[RECORDS Boundary: Start]

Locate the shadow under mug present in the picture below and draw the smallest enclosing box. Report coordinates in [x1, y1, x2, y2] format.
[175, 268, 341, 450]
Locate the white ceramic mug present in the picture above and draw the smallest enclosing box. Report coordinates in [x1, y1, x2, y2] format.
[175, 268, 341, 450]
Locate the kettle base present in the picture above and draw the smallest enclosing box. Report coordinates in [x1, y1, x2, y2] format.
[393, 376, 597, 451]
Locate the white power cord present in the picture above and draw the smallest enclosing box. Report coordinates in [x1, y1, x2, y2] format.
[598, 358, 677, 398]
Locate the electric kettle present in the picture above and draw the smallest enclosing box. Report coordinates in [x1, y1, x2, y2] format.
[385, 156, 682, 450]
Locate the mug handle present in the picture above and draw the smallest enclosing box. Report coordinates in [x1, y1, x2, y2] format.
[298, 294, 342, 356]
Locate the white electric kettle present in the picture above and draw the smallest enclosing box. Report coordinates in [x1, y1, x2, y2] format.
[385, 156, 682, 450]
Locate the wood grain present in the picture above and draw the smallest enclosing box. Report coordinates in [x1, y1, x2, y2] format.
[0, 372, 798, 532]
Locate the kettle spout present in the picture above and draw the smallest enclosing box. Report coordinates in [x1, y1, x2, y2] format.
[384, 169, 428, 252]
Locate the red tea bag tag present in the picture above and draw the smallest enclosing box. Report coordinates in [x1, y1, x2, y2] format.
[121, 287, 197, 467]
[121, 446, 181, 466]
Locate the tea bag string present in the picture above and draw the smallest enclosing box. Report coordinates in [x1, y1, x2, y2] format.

[RECORDS Boundary: End]

*INSTRUCTIONS FOR THE TASK*:
Repeat the material above verbatim.

*TASK RESULT*:
Locate the shadow under mug present in the picture below and draw the smallest enclosing box. Report coordinates in [x1, y1, x2, y2] format.
[175, 268, 341, 450]
Locate the white ceramic mug present in the picture above and draw the smallest enclosing box. Report coordinates in [x1, y1, x2, y2] format.
[175, 268, 341, 450]
Locate the kettle base present in the picture above and draw the smallest enclosing box. Report coordinates in [x1, y1, x2, y2] format.
[393, 376, 597, 451]
Locate the white power cord present in the picture above and draw the smallest enclosing box. Report coordinates in [x1, y1, x2, y2] format.
[598, 358, 677, 398]
Locate the electric kettle present in the picture above and draw the smallest enclosing box. Report coordinates in [x1, y1, x2, y2] format.
[385, 156, 682, 450]
Locate the mug handle present in the picture above and draw the smallest enclosing box. Report coordinates in [x1, y1, x2, y2] format.
[298, 294, 342, 356]
Locate the white electric kettle present in the picture above and draw the smallest enclosing box. Report coordinates in [x1, y1, x2, y2] format.
[385, 156, 682, 450]
Locate the wood grain present in the picture above and draw the smallest enclosing box. Report coordinates in [x1, y1, x2, y2] format.
[0, 372, 798, 532]
Locate the kettle spout present in the picture above and draw the smallest enclosing box. Report coordinates in [x1, y1, x2, y2] format.
[384, 169, 428, 252]
Locate the red tea bag tag present in the picture above and draw the smallest enclosing box. Report coordinates in [x1, y1, x2, y2] format.
[121, 287, 197, 467]
[121, 446, 181, 466]
Locate the tea bag string present in the picture above and draw the smallest enclosing box. Report coordinates in [x1, y1, x2, y2] format.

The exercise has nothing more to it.